(Document extract):
— Start —
Over-extended investors begin to trim their positions. Unfortunately, this causes more price declines, and more volatility, triggering another round of position-trimming. Even conservative investors suddenly realize that their portfolios are riskier than they thought. They sell as well. The ensuing vicious cycle is sometimes called a risk spiral.
Risk spirals are often accompanied by margin spirals. Banks and brokers require leveraged investors to post margins that are proportional to their portfolio risk. As their portfolios become riskier — and remember, the portfolios themselves are often unchanged; all that has changed is the level of volatility in the market — leveraged investors face margin calls. They have to sell assets to service these calls, creating further volatility and downward price pressure; the margin call becomes a self-fulfilling prophecy.
— End —
(Aim): Summarize the text on risk and margin spirals above in two sentences.

(Data rows):
— Start —
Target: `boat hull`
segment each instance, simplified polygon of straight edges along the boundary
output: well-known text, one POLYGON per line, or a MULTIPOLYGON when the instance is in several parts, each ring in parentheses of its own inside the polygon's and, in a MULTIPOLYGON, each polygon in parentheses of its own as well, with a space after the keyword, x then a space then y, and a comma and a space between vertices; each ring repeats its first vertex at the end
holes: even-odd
— End —
— Start —
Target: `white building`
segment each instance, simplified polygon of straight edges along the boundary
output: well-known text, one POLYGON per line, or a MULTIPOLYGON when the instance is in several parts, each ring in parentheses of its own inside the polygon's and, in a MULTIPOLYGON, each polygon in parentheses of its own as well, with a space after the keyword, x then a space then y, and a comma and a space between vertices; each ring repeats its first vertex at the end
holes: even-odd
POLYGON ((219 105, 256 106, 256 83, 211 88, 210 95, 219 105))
— End —
(Task answer): Over-extended investors trimming their positions cause further price declines and volatility, which prompts more selling, even by conservative investors, in a vicious cycle called a risk spiral. Risk spirals often come with margin spirals: because banks and brokers set margins in proportion to portfolio risk, rising market volatility triggers margin calls that force leveraged investors to sell assets, adding to volatility and downward price pressure so that the margin call becomes a self-fulfilling prophecy.